Instructions for the task: Repeat word for word the part of the listing below that opens with the line containing "For every instance of the boy's" and runs through the last line of the listing, both included.

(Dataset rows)
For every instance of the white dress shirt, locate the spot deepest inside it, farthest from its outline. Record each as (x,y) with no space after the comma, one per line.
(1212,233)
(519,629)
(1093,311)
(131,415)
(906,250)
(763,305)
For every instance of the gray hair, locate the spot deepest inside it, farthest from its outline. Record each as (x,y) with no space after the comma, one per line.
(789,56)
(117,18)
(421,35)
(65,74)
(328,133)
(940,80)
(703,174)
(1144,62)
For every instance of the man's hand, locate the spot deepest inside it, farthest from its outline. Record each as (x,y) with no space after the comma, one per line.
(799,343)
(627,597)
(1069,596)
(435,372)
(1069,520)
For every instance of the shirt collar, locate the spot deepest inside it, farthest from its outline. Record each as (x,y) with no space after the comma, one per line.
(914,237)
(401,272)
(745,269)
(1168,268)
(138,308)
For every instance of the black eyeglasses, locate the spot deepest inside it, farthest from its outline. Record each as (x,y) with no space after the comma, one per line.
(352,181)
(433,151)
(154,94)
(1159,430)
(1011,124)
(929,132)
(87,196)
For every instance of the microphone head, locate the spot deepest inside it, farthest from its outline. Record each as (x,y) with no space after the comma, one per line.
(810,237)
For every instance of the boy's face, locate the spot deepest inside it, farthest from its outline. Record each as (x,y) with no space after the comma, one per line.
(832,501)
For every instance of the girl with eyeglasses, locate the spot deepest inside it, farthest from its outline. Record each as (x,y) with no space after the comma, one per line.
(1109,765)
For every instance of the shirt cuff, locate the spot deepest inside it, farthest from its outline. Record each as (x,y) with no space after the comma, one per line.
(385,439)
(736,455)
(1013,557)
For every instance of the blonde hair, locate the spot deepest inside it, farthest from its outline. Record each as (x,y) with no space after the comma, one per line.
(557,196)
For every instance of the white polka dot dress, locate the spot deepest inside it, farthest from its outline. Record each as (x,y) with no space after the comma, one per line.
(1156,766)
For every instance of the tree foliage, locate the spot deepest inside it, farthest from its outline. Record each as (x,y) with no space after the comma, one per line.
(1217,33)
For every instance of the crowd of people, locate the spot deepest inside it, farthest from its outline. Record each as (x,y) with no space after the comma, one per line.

Final answer:
For every instance of the boy's face, locate the spot deepest inside it, farthest from its outline. Record each as (x,y) with no space after the comma, one per line.
(832,501)
For every instance of the girl with eyeglasses, locate the spot deepest inside it, farthest from its outline. Record each as (x,y) with no space after the comma, one per line.
(1109,765)
For every instance of the shirt cuff, locate the spot deepest inside it, farthest from its outline. Record each as (x,y) with no space after the comma, one per line.
(385,439)
(736,455)
(1013,557)
For every instance of the blonde hair, locate the spot deepest inside it, farthest from its outline. Record each as (x,y) with no space after the comma, one per line.
(557,196)
For every instance of the white polka dot dress, locate the spot deepest inside it, farthest from its outline. Record each as (x,y) with no space after the comma, one per line.
(1156,766)
For every instance of the tree foliage, locate the spot deepest inside it, farthest from its outline. Record each as (x,y) with no space after the comma, one per line.
(1217,33)
For every instance of the crowd of people, locate the spot deepest inside it, farthest from its outline. Record each as (x,y) with no space after the comma, one per line.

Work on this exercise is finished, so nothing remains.